* [Bounding box annotation data]:

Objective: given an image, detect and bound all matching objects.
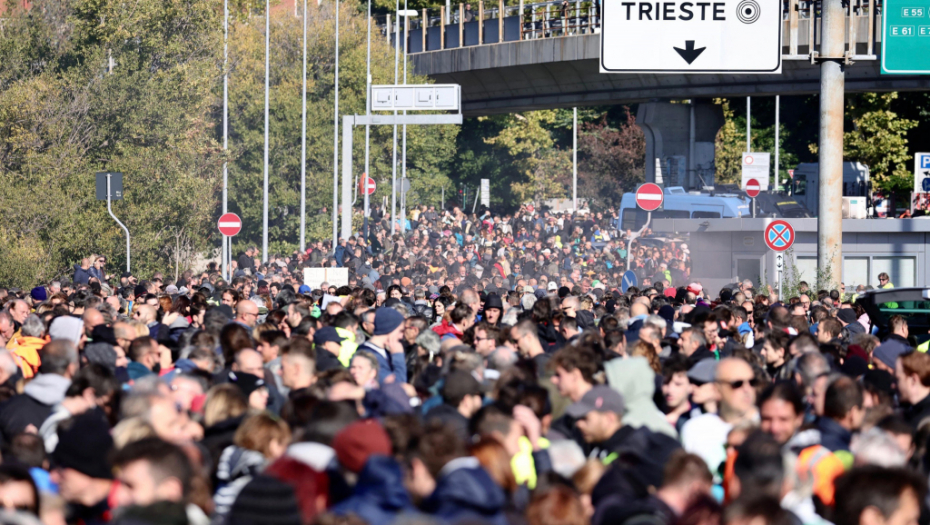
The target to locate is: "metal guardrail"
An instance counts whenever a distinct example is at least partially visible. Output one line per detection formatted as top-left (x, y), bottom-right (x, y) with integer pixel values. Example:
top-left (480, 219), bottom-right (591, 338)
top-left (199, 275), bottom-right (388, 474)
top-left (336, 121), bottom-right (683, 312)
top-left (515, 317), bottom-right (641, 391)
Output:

* [REQUIREMENTS]: Could you format the data, from its start through the line containing "The target to", as a Markdown table with the columns Row and Text, numbering each line and omitting blank ones? Leave the pictures out of the table.

* [WRITTEN RESPONSE]:
| Row | Text |
|---|---|
| 1 | Objective: given an image, detect and bound all matching objects. |
| 2 | The target to locate is: "metal guardrail" |